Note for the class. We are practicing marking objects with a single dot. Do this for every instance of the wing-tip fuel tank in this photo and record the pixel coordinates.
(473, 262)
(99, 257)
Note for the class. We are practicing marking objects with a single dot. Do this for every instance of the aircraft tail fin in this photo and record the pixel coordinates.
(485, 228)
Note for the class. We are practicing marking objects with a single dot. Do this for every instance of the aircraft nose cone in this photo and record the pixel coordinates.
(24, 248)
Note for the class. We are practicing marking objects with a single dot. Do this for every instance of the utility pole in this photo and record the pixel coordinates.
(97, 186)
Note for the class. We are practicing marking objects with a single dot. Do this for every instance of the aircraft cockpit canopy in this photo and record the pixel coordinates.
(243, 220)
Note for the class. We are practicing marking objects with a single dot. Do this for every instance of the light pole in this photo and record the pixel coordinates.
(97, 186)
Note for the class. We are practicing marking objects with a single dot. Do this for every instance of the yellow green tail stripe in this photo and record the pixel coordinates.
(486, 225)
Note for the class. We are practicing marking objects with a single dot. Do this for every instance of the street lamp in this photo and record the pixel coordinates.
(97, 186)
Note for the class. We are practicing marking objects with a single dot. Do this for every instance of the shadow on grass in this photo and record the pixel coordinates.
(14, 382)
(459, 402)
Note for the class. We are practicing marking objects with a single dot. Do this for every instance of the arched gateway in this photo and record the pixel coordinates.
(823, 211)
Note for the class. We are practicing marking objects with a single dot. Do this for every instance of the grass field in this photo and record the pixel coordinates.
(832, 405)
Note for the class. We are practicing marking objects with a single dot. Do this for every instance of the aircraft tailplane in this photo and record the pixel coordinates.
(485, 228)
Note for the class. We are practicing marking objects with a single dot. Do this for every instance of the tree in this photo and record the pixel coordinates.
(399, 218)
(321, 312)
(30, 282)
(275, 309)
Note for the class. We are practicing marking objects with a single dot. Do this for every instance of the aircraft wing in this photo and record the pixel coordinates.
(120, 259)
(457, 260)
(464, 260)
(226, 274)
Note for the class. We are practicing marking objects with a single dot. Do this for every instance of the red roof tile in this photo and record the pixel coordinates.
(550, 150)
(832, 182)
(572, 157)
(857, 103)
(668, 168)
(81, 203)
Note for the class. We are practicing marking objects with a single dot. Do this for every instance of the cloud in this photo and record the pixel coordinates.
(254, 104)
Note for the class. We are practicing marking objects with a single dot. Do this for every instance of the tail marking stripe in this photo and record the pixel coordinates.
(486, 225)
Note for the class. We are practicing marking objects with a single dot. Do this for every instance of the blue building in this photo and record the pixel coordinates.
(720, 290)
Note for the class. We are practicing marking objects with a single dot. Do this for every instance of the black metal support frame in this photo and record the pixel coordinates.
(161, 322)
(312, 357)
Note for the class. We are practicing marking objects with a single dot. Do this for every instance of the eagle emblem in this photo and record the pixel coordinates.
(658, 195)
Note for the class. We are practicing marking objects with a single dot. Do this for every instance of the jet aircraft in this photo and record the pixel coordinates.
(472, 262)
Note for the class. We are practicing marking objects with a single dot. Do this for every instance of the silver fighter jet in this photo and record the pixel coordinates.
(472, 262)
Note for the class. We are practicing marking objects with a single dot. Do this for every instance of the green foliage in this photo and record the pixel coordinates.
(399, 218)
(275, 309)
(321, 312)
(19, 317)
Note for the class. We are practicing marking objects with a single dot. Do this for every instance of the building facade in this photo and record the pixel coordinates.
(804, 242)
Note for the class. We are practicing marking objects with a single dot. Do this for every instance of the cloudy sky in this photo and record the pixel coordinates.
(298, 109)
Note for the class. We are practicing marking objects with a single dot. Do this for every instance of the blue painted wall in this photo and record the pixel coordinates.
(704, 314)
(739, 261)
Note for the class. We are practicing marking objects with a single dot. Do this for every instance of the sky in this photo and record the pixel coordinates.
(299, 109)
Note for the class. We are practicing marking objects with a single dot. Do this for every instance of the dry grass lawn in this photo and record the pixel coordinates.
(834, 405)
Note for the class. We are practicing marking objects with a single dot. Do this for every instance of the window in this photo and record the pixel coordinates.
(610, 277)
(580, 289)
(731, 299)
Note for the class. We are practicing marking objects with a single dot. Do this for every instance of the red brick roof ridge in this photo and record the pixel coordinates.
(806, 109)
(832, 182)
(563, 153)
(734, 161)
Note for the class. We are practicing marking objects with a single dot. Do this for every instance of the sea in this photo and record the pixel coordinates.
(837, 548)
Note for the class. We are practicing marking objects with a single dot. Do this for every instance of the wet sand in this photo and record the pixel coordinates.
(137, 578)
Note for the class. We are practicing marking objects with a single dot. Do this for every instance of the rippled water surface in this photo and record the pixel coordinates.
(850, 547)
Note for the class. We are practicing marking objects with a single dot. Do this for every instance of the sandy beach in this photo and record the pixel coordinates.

REQUIREMENT:
Repeat the records above in full, word for word.

RESPONSE TO THE TASK:
Note for the class. We are practicing marking objects with a single dot. Do this for every instance of the wing-tip fuel tank in this photo and record the pixel coordinates.
(473, 262)
(99, 257)
Note for the class. We are practicing marking objects with a single dot. Do this for every instance of the aircraft tail fin in this photo and record the pixel coordinates.
(485, 228)
Note for the class. We are practicing marking objects with a single dot. Do this for every instance of the aircraft nose cone in this photo and record the pixel coordinates.
(24, 248)
Note for the class. We are practicing marking objects with a single dot. Do this for every instance of the utility pole in this photo and record the pixel coordinates.
(97, 186)
Note for the class. We are practicing marking objects with a single dot. Do this for every instance of the aircraft cockpit canopy in this photo and record the pixel coordinates.
(243, 220)
Note for the class. We are practicing marking objects with a single dot. Do this for every instance of the light pole in this photo and record the pixel coordinates.
(97, 186)
Note for the class. We are practicing marking objects with a single dot. Do this for every instance of the yellow green tail stripe in this photo and record the pixel coordinates.
(486, 225)
Note for the class. We are practicing marking objects with a single dot. Do this for every instance of the street lamp in this photo and record the pixel coordinates.
(97, 186)
Note for the class. We are practicing marking objects with a single dot. Do this for every instance of the shadow on grass in this photo and record the pixel coordinates.
(14, 382)
(459, 402)
Note for the class. We are practicing marking objects with a single dot. Do this for every instance of the arched gateway in this photo and record the pixel coordinates.
(823, 211)
Note for the class. We are practicing marking objects with a single dot. Do this for every instance of the grass field in this photo and record the pixel coordinates.
(832, 405)
Note for the class. We are practicing marking objects with a single dot. Do this for every instance of the aircraft tailplane in this photo and record the pixel coordinates.
(485, 228)
Note for the class. We are practicing marking objects with a single dot. Do this for every instance of the tree in this photo and record the pixel coordinates.
(399, 218)
(321, 312)
(30, 282)
(275, 309)
Note for the class. We are practicing marking objects with a single dot. Do this for every instance of the aircraft wing in this photo and record the pixel coordinates.
(120, 259)
(457, 260)
(464, 260)
(226, 274)
Note for the class. We are practicing marking objects with a single dot. Do this for every instance of the red roof tile in this photo and record the pixel coordinates.
(550, 150)
(832, 182)
(572, 157)
(857, 103)
(668, 168)
(81, 203)
Note for the class. We are practicing marking objects with a single dot. Do this for every instance of the cloud in this photo and record the pixel coordinates.
(254, 104)
Note for the class. We are practicing marking objects with a single dot. Do this for every instance of the tail marking stripe in this photo and record the pixel coordinates.
(486, 225)
Note for the class. We are practicing marking objects with a single dot. Do this for every instance of the blue building in this photo and record the pixel coordinates.
(720, 290)
Note for the class. We are practicing marking objects with a single dot. Do this for every instance of the black metal support frame in this photo and record the pixel coordinates.
(161, 322)
(312, 357)
Note for the class. We are practicing marking objects with a single dot. Do this for every instance of the eagle emblem in this photo and record the pixel coordinates.
(658, 195)
Note for the class. We are practicing marking objects with a single dot. Do this for every instance of the jet aircraft in this photo and record the pixel coordinates.
(472, 262)
Note for the class. We are practicing marking objects with a single dot. Do this for every instance of the silver fighter jet in this photo and record the pixel coordinates.
(472, 262)
Note for the class. We are practicing marking objects with a single dot. Do this for every instance of the green foliage in this photo and record the pixel coordinates.
(399, 218)
(275, 309)
(321, 312)
(19, 317)
Note for the class. We are practicing marking objects with a single dot. Do this for every instance of the building facade in this photo and record the pixel coordinates.
(804, 242)
Note for the class. We are practicing marking objects with a single dot. Do this for every instance of the cloudy sky in this photo and record the pixel coordinates.
(298, 109)
Note for the class. We are practicing marking objects with a single dot. Do this for every instance of the blue painted wall in this photo and record the pixel coordinates.
(704, 314)
(739, 261)
Note for the class. We are practicing marking objects with a single dot. Do this for every instance of the sky in this photo and record the pixel coordinates.
(299, 109)
Note for the class. We are practicing marking objects with a single dot. Do this for every instance of the dry grass lawn in this photo and record the pixel coordinates.
(834, 405)
Note for the class. We are practicing marking objects with a single dot. Do this for every instance of the window in this photo and record the pixel coordinates.
(610, 277)
(580, 289)
(731, 299)
Note for the class. We are practicing marking objects with a single dot. Do this for every instance of the red brick roof ridge in this photo and record the pixel coordinates.
(806, 109)
(832, 182)
(563, 153)
(734, 161)
Note for the class. We are practicing marking objects with a single dot. Do this for every instance of the sea in this photo and record the pixel coordinates.
(837, 548)
Note for the class. We are practicing marking objects with a single dot. Do this for every instance of the wet sand in this photo and record the pixel coordinates.
(137, 578)
Note for the class. We are practicing marking objects with a single dot. Do this for every instance of the rippled water surface in this photo and record the pixel coordinates.
(850, 547)
Note for the class. We are practicing marking objects with a single dot. Do this for every instance of the sandy beach in this photo and record the pixel coordinates.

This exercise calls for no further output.